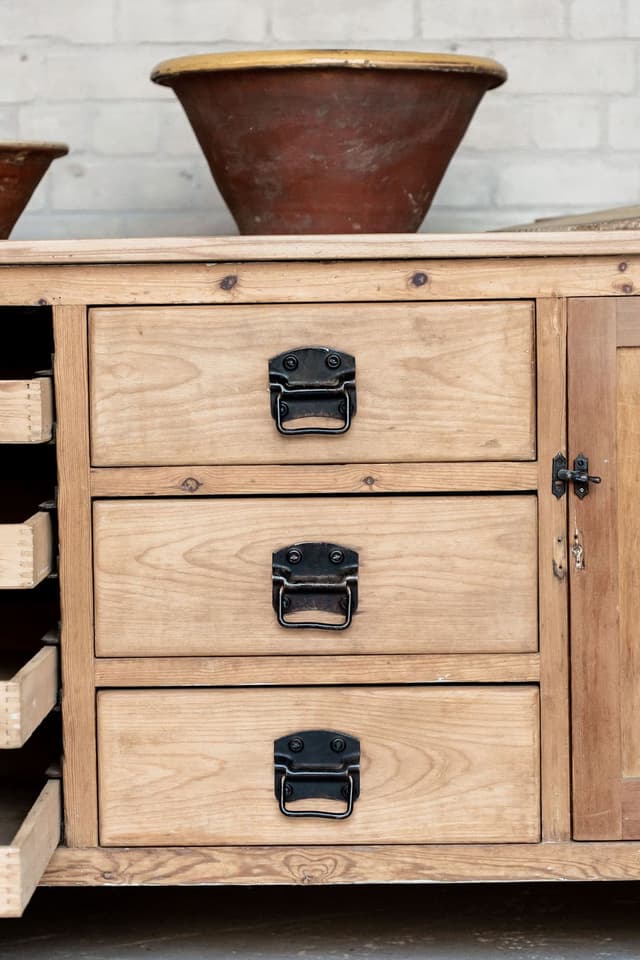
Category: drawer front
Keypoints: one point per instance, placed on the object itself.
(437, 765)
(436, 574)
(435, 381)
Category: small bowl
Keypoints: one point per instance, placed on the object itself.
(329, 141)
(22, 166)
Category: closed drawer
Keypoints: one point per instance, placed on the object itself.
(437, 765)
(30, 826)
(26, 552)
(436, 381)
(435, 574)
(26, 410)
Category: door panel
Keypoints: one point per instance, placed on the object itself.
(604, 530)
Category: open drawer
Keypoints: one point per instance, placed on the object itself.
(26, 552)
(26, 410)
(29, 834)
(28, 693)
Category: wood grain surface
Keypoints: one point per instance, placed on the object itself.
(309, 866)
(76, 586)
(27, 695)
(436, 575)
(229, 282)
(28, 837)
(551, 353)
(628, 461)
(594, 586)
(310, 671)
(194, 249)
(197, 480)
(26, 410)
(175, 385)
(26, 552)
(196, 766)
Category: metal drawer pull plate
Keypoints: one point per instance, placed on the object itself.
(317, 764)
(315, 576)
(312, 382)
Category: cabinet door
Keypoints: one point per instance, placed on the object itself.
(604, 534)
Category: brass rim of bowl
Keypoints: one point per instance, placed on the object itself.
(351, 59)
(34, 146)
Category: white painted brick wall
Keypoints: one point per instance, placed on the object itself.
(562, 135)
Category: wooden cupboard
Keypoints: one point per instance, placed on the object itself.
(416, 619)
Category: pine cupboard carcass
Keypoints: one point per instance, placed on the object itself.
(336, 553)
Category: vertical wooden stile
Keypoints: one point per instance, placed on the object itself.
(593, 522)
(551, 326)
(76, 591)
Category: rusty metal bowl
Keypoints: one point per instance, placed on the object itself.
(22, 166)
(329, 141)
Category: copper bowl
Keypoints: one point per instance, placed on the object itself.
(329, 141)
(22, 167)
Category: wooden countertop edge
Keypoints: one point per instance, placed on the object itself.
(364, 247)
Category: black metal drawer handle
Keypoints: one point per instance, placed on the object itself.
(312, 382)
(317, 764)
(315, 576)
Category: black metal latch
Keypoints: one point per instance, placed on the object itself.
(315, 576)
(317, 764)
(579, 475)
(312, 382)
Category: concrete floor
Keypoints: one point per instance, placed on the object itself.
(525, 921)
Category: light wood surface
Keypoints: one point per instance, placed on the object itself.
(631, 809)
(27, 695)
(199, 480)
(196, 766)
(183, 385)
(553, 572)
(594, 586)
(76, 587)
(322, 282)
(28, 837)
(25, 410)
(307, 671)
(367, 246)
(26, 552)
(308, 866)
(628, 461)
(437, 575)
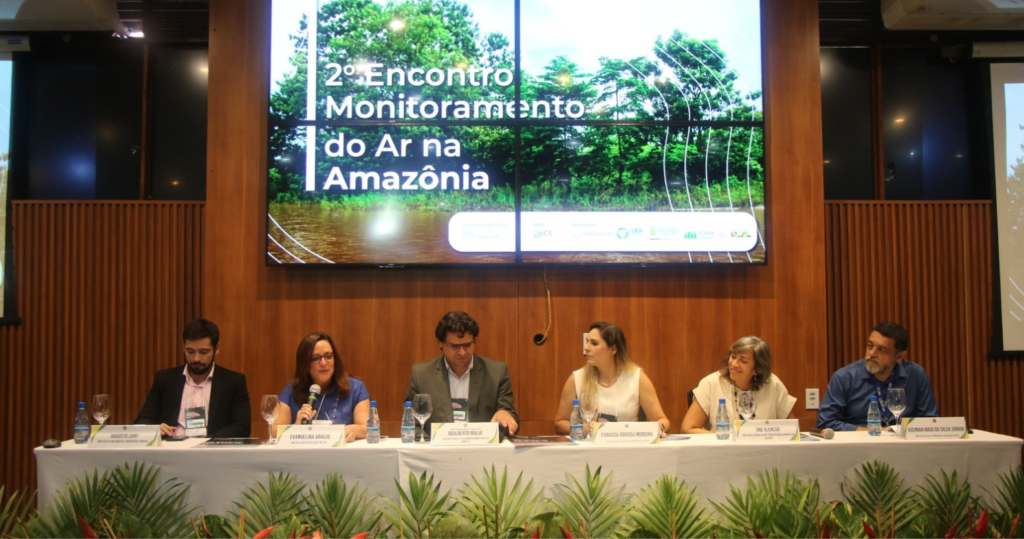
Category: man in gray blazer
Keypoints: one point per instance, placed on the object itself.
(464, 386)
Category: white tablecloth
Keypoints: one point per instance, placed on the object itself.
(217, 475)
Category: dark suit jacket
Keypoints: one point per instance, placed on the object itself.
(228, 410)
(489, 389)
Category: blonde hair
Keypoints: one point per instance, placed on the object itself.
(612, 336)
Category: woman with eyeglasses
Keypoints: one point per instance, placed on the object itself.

========

■ Problem to work on ■
Update all of the entries above by changing every "instance" to "occurrence" and keeping everything else the same. Leave the pictures out of your answer.

■ Answer in full ■
Category: drawer front
Keypoints: one point per occurrence, placed on the object itself.
(437, 765)
(436, 574)
(435, 381)
Category: small bowl
Keypoints: one point per occurrence, placed on the object itself.
(329, 141)
(22, 166)
Category: closed drawer
Keypoints: one point per occurrence, placed on the object itself.
(437, 765)
(30, 826)
(26, 552)
(436, 381)
(435, 574)
(26, 410)
Category: door panel
Keypoints: one point per occurrence, placed on the object itself.
(604, 530)
Category: open drawer
Keypoints: one point per occurrence, placed on the object itself.
(26, 552)
(26, 410)
(29, 834)
(28, 693)
Category: wood grain surface
Keypoints: one point per occurrence, placed on the object itself.
(309, 866)
(76, 586)
(27, 695)
(436, 575)
(229, 282)
(28, 837)
(551, 353)
(628, 461)
(594, 586)
(310, 671)
(194, 249)
(197, 480)
(26, 410)
(175, 385)
(26, 552)
(196, 766)
Category: metal drawer pull plate
Keypoints: one point per occurrence, placed on the object itself.
(317, 764)
(315, 576)
(312, 382)
Category: cabinet door
Keypoints: one point per occurrence, placed on the object itself.
(604, 534)
Category: brass rim of bowl
Keypoints: one point per occurrence, placed on the object itself.
(351, 59)
(34, 146)
Category: white painted brick wall
Keypoints: one point per occurrence, placed on the object itself.
(562, 135)
Category: wooden cupboard
Keypoints: one point per occurrence, placed on the object itself.
(416, 619)
Category: pine cupboard carcass
Keypoints: one point per occurrence, placed on the object itself.
(336, 553)
Category: vertical wooden stile
Keypoints: one point per occurrence, placed on the object itself.
(593, 522)
(551, 326)
(76, 591)
Category: rusty metal bowl
Keypoints: one point per occurrence, placed on the object itself.
(22, 166)
(329, 141)
Category: copper bowl
Keypoints: one point per occurrence, placed on the object itself.
(329, 141)
(22, 167)
Category: wooden countertop edge
Keypoints: one point per occurrence, placed on the object itself.
(364, 247)
Category: black metal drawer handle
Keypoints: one point per occurrence, placed on the object itself.
(312, 382)
(317, 764)
(315, 576)
Category: black metal latch
Keypoints: one point per occurrence, placed on the object itself.
(315, 576)
(317, 764)
(579, 475)
(312, 382)
Category: concrete floor
Keypoints: one point per occurrence, placed on the object itself.
(525, 921)
Category: light wood surface
Keypoints: one point per occurrence, placed on the object itself.
(631, 809)
(27, 695)
(199, 480)
(196, 766)
(183, 385)
(553, 572)
(594, 586)
(76, 587)
(322, 282)
(28, 837)
(25, 410)
(307, 671)
(367, 246)
(26, 552)
(308, 866)
(628, 461)
(437, 575)
Category: man in gray blazer
Keypoints: one point per occurrence, placed on the object itself.
(464, 386)
Category: white tablecloth
Keypoints: one point per occurrence, placed on the object itself.
(217, 475)
Category: dark suit jacket
Keypoints: one point per occurrence, placed on the object itself.
(228, 410)
(489, 389)
Category: blonde hair
Keypoints: one point per occurrence, placed on the object itself.
(612, 336)
Category: woman with eyeglasses
Keypoints: one point per occurrence, placed on the object itself.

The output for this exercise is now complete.